提供テキスト

——————

これまで数多くの研究記事を紹介してきましたが,いずれも「今後の治療法や創薬に期待」というものでした。
今回の研究成果は違います。東京薬科大学によれば,マウスでついに自閉症の根本治療に成功したそうです。ヒト(特に胎児でない)への応用という点ではまだまだこれからでしょうが,他大学の研究も含め,今後,自閉症治療については大きな前進が期待されます。
さらに、胎生期にHDAC6特異的阻害剤であるTubastatinAを投与すると、神経細胞の移動は正常に戻り、自閉症様行動も劇的に回復しました。これはマウスを用いた世界初の自閉症様行動の根本治療の成功例であり、次世代の治療戦略の方向性を示す画期的な研究成果です。
模式図によれば,CAMDI遺伝子の欠損によりHDAC6の活性が異常に亢進し,胎生期に起こる大脳皮質の神経細胞の移動が遅れるそうです。その結果,多動,繰り返し行動,新規環境への適用不全,社会性の低下など,自閉症で認められる行動を示すようになります。しかしながら,胎生期にHDAC6の特異的阻害剤を投与することで,神経細胞の移動異常が改善され,また,自閉症様行動が回復することが確認されたそうです。

——————

[データ項目]
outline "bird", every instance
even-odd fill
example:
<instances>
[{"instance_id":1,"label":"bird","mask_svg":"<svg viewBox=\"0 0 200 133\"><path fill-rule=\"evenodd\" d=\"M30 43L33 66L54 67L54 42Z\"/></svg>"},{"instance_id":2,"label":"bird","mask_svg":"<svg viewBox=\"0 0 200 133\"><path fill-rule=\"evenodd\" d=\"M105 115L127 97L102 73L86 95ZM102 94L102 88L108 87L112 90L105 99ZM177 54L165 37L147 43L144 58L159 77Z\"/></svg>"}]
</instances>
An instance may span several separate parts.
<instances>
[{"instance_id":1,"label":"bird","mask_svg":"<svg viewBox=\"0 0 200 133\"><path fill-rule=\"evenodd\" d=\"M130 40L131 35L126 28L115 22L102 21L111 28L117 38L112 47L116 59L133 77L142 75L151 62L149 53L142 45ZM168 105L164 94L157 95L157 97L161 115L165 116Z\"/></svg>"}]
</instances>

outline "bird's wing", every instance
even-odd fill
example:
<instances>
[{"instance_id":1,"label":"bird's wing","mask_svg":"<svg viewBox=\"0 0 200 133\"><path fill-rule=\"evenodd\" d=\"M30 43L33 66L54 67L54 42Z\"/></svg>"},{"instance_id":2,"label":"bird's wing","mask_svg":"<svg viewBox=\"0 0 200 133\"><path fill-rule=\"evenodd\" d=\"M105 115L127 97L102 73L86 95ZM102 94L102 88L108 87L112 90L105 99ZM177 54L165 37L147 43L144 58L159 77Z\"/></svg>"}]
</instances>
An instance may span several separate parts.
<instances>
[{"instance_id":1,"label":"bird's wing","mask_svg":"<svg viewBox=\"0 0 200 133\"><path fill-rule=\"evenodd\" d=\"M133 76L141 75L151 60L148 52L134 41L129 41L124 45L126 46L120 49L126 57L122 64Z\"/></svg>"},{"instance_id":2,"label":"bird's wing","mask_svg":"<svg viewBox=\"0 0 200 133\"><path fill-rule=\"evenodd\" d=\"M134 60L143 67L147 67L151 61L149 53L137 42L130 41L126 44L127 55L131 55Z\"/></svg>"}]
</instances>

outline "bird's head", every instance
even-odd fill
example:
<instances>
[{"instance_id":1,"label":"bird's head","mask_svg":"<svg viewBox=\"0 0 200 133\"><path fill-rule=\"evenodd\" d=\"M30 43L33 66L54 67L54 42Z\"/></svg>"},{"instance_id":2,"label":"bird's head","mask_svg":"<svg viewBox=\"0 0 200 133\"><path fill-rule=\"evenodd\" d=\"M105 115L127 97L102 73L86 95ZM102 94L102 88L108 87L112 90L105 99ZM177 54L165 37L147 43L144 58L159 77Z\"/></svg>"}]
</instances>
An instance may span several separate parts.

——————

実施タスク
a) 自閉症治療の記事で、CAMDI遺伝子の欠損の結果として示すようになるとされている、自閉症で認められる行動をすべて挙げてください。
b) 自閉症治療の記事のうち、「これまで数多くの研究記事を紹」から「ることが確認されたそうです。」までの部分をそのまま書き写してください。

タスク解答
a) 多動、繰り返し行動、新規環境への適用不全、社会性の低下

b)
これまで数多くの研究記事を紹介してきましたが,いずれも「今後の治療法や創薬に期待」というものでした。
今回の研究成果は違います。東京薬科大学によれば,マウスでついに自閉症の根本治療に成功したそうです。ヒト(特に胎児でない)への応用という点ではまだまだこれからでしょうが,他大学の研究も含め,今後,自閉症治療については大きな前進が期待されます。
さらに、胎生期にHDAC6特異的阻害剤であるTubastatinAを投与すると、神経細胞の移動は正常に戻り、自閉症様行動も劇的に回復しました。これはマウスを用いた世界初の自閉症様行動の根本治療の成功例であり、次世代の治療戦略の方向性を示す画期的な研究成果です。
模式図によれば,CAMDI遺伝子の欠損によりHDAC6の活性が異常に亢進し,胎生期に起こる大脳皮質の神経細胞の移動が遅れるそうです。その結果,多動,繰り返し行動,新規環境への適用不全,社会性の低下など,自閉症で認められる行動を示すようになります。しかしながら,胎生期にHDAC6の特異的阻害剤を投与することで,神経細胞の移動異常が改善され,また,自閉症様行動が回復することが確認されたそうです。